#### Document extract
Aristotle reports the ostracism of Megakles son of Hippokrates, and goes on to say that "the Athenians continued for three years to ostracize the friends of the tyrants, on account of whom the law had been enacted" (Athenian Constitution 22). More than 4,000 ostraca bearing Megakles' name were found in one deposit in the Kerameikos (the potters' quarter of Athens) and have been associated with the ostracism of 486 B.C., although the rude comments that accompany his name on some of these ostraca concentrate on his morals rather than on his tyrannical tendencies.
Kallixenos (Callixenus) son of Aristonymos - 485 BCE
Kallixenos (Callixenus) son of Aristonymos, of deme Xypete was another nephew of Cliesthenes. There is not too much data about this person (probably he was the head of the Alcmaeonids), even not known for certain if he was the third ostracized athenian. However over 250 ostracones found from a single deposit at the Agora, point to him as "the third" and show that this man was active in the political activity of Athens. Some ostraca against Kallixenos explicitly label their candidate as traitor.
Тhe next four exiles were great Athenians who played a big role in increasing the power and influence of Athens.
Xanthippus son of Ariphron - 484 BCE
Xanthippus was a wealthy Athenian politician and general during the early part of the 5th century BC. His name means "Yellow Horse." He was the son of Ariphron and father of Pericles. He is often associated with the Alcmaeonid clan. Although not born to the Alcmaeonidae, he married into the family when he wed Cleisthenes' niece Agariste. He distinguished himself in the Athenian political arena, championing the aristocratic party.
As a citizen-soldier of Athens and a member of the aristocracy, Xanthippus most likely fought during the Battle of Marathon in 490 BC. Xanthippus first appears in the historical record the following year (489 BC), when he led the prosecution of Miltiades the Younger, the general who led Athenians to victory at Marathon. Athenians would come to regret their treatment of their war hero, but immediately following the trial Xanthippus became the pre-eminent politician of the day, if only briefly.
########
#### Entries
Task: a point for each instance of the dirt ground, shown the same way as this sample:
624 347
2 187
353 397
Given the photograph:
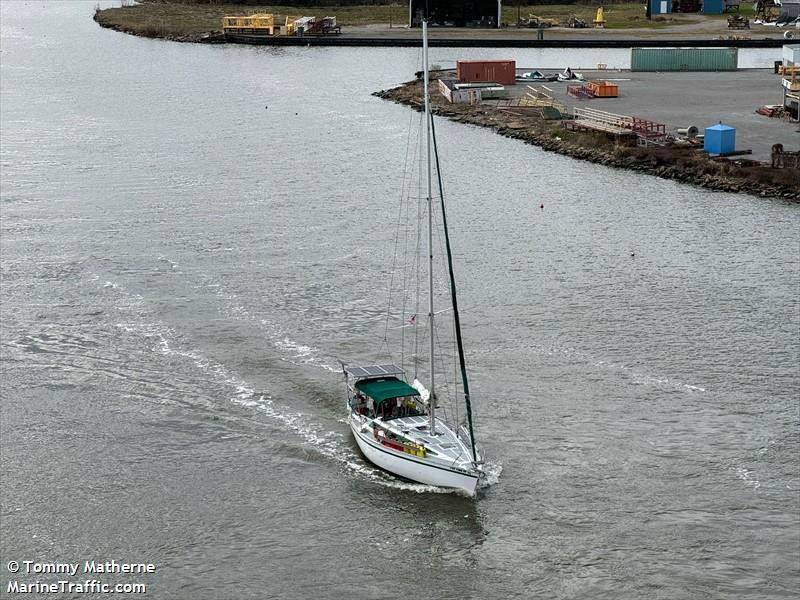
########
Exercise instructions ::
A) Return the passage of the Athenian ostracism text starting at "Aristotle reports the" and ending at "his tyrannical tendencies.", copied word for word.
B) Write the next part of the text on Athenian ostracism, picking up after its final sentence.

Results of the exercise ::
A)
Aristotle reports the ostracism of Megakles son of Hippokrates, and goes on to say that "the Athenians continued for three years to ostracize the friends of the tyrants, on account of whom the law had been enacted" (Athenian Constitution 22). More than 4,000 ostraca bearing Megakles' name were found in one deposit in the Kerameikos (the potters' quarter of Athens) and have been associated with the ostracism of 486 B.C., although the rude comments that accompany his name on some of these ostraca concentrate on his morals rather than on his tyrannical tendencies.

B)
Xanthippus' leadership was short lived due to the rise of Themistocles, who was a populist set against the aristocracy that Xanthippus represented. Xanthippus teamed up with his fellow aristocrat Aristides to counter the ambitions of Themistocles, but Themistocles out-maneuvered them with a series of ostracisms that were basic referendums concerning the direction of the Athenian government. The lower classes had begun to flex their political muscle with Themistocles, and the results of the ostracisms reflected their new-found power. There were 5 prominent ostracisms of aristocrats during the political clashes of the 480's BC, and both Xanthippus and Aristides were among the victims. Xanthippus was ostracised in 484 BC.
Normally, an ostracism led to a 10-year exile. But when the Persians returned to attack Greece in 480 BC, Themistocles and Athens recalled both Xanthippus and Aristides to aid in the defence of the city. The rival politicians settled their differences and prepared for war. The city of Athens had to be abandoned to protect its citizens and Plutarch relates a folk tale about Xanthippus' dog, who had been left behind by his master when the Athenians embarked for the safety of the Island of Salamis. The dog was so loyal that it jumped into the sea and swam after Xanthippus' boat, managing to swim across to the isle, before dying of exhaustion. In Plutarch's day there was still a place on Salamis called "the dog's grave."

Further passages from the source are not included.